-- START ARTICLE --
Normally, a charge of unauthorized absence is proved by official records or testimony which establish that the accused was not present for duty. However, in exceptional cases, the mere absence of the accused is not conclusive as to his guilt. For example, impossibility may be a defense if unforeseeable physical circumstances prevented the accused from being present with his unit. In a few cases, necessity and duress have also been recognized as defenses to a charge of unauthorized absence. Thus, if an accused’s continued presence endangers his life or that of a close family member, his absence may be excusable under some circumstances. United States v. Palus, 13 M.J. 179 (C.M.A.1982). In United States v. Sutek, supra, the Court of Military Review applied this principle in disapproving a female sailor’s conviction for unauthorized absence because of the sexual harassment to which she had been subjected. Thereafter, in the companion case involving her husband, we dismissed a similar conviction on the theory that his absence also was excused by the harassment of his wife.2

In the case at bar, appellant claimed at trial that he had been subjected to racial harassment, which extended to threats on his life. In view of established national policy, which frowns on racial discrimination,3 we see no reason to treat such a claim *266differently from life-endangering sexual harassment. Therefore, in light of Roberts, it is clear that the trial defense counsel was not offering a frivolous defense to the charge of unauthorized absence.

Moreover, the evidence that appellant was harassed and threatened — even though apparently not deemed sufficient by the judge to excuse Hullum’s absence— could properly be considered in mitigation of punishment. As one text explains:

One who commits a crime while subject to coercion, but whose situation does not come under the rules which permit justification (perhaps his crime was murder of the intent-to-kill sort; or his fear of death or serious bodily injury was not reasonable; or his fear was one of future harm), may nevertheless properly argue that his punishment, within the permissible limits of punishment for the crime in question, should be lower than it would have been if he had not been coerced.

W. LaFave and A. Scott, Handbook on Criminal Law 379 (1972).
-- END ARTICLE --
-- START ENTRIES PROVIDED --
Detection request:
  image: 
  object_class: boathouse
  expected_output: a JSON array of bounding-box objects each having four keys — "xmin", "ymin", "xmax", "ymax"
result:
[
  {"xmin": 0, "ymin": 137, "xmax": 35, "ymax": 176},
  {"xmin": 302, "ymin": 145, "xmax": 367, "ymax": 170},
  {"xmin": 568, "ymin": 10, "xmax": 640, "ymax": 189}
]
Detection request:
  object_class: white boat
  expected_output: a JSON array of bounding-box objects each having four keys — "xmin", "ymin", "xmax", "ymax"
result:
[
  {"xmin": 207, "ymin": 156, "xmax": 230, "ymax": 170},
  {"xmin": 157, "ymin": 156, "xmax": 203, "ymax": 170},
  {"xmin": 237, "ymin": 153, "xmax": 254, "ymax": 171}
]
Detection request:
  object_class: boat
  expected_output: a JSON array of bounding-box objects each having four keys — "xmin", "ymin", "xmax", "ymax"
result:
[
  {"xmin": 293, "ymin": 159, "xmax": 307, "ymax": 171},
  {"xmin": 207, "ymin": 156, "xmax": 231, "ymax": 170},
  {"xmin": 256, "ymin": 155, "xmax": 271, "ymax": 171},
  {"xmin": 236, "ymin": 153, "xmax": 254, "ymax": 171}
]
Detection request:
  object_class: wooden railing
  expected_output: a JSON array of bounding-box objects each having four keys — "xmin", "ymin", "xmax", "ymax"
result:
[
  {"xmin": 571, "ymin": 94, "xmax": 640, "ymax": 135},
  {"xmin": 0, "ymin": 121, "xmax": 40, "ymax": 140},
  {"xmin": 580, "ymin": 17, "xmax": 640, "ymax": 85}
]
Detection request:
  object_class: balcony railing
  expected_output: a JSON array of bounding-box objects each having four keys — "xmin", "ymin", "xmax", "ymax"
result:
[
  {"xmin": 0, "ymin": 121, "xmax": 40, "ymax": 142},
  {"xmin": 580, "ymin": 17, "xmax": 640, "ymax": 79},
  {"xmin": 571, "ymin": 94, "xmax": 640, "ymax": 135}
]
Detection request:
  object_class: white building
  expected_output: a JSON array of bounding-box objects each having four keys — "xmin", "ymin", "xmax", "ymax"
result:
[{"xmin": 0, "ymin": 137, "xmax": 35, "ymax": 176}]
-- END ENTRIES PROVIDED --
REQUIRED TASKS:
a – Reproduce the passage of the opinion on unauthorized absence between "Moreover, the evidence" and "not been coerced.", inclusive, substituting "duress" for "coercion".
b – Write the next part of the opinion on unauthorized absence, picking up after its final sentence.

THE RESULTS:
a –
Moreover, the evidence that appellant was harassed and threatened — even though apparently not deemed sufficient by the judge to excuse Hullum’s absence— could properly be considered in mitigation of punishment. As one text explains:

One who commits a crime while subject to duress, but whose situation does not come under the rules which permit justification (perhaps his crime was murder of the intent-to-kill sort; or his fear of death or serious bodily injury was not reasonable; or his fear was one of future harm), may nevertheless properly argue that his punishment, within the permissible limits of punishment for the crime in question, should be lower than it would have been if he had not been coerced.

b –
In contending on appeal that Hullum’s sentence was too severe, appellate defense counsel could have relied not only on the mitigating evidence of harassment but also on the evidence that Hullum was “practically a model sailor, except when people mess with him,” and on the military judge’s recommendation concerning suspension of a bad-conduct discharge.

In view of these circumstances, we reject the Government’s contention that it would have been frivolous for appellate defense counsel to have claimed before the Court of Military Review that the sentence was inappropriately severe. Indeed, as has already been indicated, appellate defense counsel could properly and ethically have argued that, in the proper exercise of its factfinding powers, the court below should hold that several of appellant’s absences were excusable.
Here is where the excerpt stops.